• [Exercício proposto A] Resuma em duas frases o acórdão reproduzido abaixo.
• [Exercício proposto B] Prossiga a redação do acórdão do Tribunal da Relação de Coimbra apresentado abaixo, a partir do ponto em que ele termina.

• [Texto citado]
★ ★ ★
Acórdão do Tribunal da Relação de Coimbra
Processo:
222/12.1GCVIS.C1
Nº Convencional: JTRC
Relator: VASQUES OSÓRIO
Descritores: AMEAÇA AGRAVADA
CRIME PÚBLICO
Data do Acordão: 04/02/2014
Votação: UNANIMIDADE
Tribunal Recurso: 2º JUÍZO DO TRIBUNAL JUDICIAL DE VISEU
Texto Integral: S
Meio Processual: RECURSO CRIMINAL
Decisão: REVOGADA
Legislação Nacional: ARTIGOS 153.º E 155.º, DO CP
Sumário: O crime de ameaça agravada ou qualificada, p. e p. pelos arts. 153º, nº 1 e 155º, nº 1 do C. Penal tem natureza pública.
★ ★ ★
• [Material apresentado]
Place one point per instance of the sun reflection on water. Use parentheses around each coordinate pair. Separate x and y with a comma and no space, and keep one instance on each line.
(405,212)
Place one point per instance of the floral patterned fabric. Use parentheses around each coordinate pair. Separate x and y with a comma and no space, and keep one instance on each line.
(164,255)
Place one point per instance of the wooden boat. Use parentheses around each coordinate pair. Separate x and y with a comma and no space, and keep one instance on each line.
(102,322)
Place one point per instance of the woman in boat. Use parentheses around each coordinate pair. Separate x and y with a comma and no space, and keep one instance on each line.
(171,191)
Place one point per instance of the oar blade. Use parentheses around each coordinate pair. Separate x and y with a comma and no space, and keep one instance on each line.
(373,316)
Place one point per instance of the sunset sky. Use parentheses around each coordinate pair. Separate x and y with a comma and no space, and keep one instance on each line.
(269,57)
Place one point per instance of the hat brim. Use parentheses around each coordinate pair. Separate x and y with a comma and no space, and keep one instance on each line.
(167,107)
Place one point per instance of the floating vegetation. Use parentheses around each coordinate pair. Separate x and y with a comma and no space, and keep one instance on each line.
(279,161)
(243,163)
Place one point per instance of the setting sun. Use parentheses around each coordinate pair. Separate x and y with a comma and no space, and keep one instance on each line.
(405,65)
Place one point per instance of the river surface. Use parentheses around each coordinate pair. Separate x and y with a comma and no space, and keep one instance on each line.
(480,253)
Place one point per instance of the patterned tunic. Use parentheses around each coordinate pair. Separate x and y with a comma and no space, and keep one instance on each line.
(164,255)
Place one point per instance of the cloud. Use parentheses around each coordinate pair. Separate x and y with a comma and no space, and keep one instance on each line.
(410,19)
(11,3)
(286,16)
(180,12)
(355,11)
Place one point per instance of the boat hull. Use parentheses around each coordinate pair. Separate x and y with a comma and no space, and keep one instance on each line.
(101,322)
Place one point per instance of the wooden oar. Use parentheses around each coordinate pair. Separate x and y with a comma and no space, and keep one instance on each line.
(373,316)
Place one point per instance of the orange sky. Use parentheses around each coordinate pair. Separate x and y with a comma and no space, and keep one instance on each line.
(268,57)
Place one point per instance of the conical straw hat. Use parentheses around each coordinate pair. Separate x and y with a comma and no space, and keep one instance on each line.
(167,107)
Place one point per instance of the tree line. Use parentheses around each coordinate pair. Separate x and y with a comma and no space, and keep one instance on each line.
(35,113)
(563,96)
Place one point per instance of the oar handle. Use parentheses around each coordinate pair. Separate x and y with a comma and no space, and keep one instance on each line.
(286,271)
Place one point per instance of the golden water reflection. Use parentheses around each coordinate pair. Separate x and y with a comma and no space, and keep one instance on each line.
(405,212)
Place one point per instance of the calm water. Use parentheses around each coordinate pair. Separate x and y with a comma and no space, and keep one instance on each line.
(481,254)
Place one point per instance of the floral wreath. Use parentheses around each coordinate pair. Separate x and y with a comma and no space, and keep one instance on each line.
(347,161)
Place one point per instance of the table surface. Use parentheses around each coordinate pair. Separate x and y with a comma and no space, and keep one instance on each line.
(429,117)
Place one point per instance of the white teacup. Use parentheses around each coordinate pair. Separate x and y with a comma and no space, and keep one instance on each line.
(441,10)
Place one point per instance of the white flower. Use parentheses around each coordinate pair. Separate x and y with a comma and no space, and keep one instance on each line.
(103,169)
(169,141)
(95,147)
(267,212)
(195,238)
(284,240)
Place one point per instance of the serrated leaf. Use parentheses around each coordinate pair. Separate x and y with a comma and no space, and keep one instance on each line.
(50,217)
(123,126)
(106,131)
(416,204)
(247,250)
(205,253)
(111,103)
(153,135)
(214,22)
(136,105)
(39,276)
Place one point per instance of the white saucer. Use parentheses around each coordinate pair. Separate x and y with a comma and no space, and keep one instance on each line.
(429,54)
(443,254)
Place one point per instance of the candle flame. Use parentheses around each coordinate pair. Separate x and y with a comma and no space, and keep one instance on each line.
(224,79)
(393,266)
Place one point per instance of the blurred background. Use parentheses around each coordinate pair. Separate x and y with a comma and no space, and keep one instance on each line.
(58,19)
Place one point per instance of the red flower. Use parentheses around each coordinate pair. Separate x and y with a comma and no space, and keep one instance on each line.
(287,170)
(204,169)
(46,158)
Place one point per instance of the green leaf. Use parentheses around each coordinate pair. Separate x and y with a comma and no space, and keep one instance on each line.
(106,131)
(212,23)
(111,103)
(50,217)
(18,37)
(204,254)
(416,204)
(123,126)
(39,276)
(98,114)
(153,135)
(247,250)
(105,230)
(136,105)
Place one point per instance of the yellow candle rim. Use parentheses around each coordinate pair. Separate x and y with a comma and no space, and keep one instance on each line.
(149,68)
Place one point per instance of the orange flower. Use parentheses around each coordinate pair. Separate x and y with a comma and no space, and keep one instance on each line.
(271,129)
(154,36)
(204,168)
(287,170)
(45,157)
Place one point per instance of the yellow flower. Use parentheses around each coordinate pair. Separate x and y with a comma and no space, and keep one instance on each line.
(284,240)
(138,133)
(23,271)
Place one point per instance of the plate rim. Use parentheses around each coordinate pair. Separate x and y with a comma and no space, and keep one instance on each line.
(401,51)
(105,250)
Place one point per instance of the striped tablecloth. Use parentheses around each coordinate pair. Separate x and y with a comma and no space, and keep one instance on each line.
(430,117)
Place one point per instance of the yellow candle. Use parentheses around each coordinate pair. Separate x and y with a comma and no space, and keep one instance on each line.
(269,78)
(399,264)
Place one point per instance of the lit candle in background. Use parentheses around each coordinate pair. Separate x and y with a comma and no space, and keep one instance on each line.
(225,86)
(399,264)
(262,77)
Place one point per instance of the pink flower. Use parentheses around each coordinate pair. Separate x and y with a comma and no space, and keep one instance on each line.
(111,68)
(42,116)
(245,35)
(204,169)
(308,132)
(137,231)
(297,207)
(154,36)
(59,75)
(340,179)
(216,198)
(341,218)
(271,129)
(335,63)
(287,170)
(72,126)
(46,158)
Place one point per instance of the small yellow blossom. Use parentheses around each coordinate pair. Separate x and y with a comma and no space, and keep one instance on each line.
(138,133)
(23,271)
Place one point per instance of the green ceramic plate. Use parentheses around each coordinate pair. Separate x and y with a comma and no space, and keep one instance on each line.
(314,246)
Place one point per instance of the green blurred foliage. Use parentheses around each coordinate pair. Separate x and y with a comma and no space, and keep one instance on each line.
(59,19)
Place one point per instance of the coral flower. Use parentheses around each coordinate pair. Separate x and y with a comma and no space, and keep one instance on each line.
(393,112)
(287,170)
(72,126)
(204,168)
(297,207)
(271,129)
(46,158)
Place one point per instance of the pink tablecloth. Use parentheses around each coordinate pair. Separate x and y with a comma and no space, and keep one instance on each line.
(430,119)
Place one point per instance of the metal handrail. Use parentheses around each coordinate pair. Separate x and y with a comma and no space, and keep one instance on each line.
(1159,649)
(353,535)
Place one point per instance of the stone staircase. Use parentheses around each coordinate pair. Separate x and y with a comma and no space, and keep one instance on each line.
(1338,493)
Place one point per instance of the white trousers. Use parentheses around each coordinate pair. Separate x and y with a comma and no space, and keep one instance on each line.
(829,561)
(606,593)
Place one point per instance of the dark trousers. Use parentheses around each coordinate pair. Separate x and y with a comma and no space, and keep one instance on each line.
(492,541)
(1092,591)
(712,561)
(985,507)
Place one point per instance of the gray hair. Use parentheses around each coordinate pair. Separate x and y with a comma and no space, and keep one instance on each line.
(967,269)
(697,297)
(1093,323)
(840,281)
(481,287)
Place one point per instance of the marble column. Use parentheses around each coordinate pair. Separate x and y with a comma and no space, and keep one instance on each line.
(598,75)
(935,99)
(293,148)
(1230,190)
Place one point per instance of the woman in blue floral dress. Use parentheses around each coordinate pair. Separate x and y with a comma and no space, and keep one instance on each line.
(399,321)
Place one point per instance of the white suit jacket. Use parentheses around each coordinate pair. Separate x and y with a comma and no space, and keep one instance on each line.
★ ★ ★
• [Resultado final A] Em 04/02/2014, o Tribunal da Relação de Coimbra, com relatoria de Vasques Osório, julgou por unanimidade o recurso criminal n.º 222/12.1GCVIS.C1, interposto de decisão do 2.º Juízo do Tribunal Judicial de Viseu, e revogou essa decisão. Conforme o sumário, o crime de ameaça agravada ou qualificada, previsto e punido pelos artigos 153.º, n.º 1, e 155.º, n.º 1, do Código Penal, tem natureza pública.

• [Resultado final B]
Decisão Texto Integral: Acordam, em audiência, na 4ª Secção do Tribunal da Relação de Coimbra

 
I. RELATÓRIO


No processo nº 222/12.1GCVIS.C1 – que corre termos no 2º Juízo Criminal do Tribunal Judicial da comarca de Viseu – o Ministério Público requereu o julgamento, em processo comum com intervenção do tribunal singular, das arguidas A... e B..., imputando à primeira, a prática, em autoria material e concurso real, de um crime de ofensa à integridade física simples, p. e p. pelo art. 143º, nº 1 do C. Penal e de um crime de ameaça, p. e p. pelos arts. 153º, nº 1 e 155º, nº 1, a) do mesmo código e à segunda, a prática, em autoria material, de um crime de ofensa à integridade física simples, p. e p. pelo art. 143º, nº 1 do C. Penal.

A assistente C... deduziu acusação particular contra a arguida A..., imputando-lhe a prática de um crime de difamação, p. e p. pelo art. 180º do C. Penal.

Ainda antes de o Ministério Público se ter pronunciado sobre a dedução da acusação particular, a assistente C... e as arguidas A... e B..., a fls. 179, declararam desistir das respectivas queixas e não se oporem a tais desistências.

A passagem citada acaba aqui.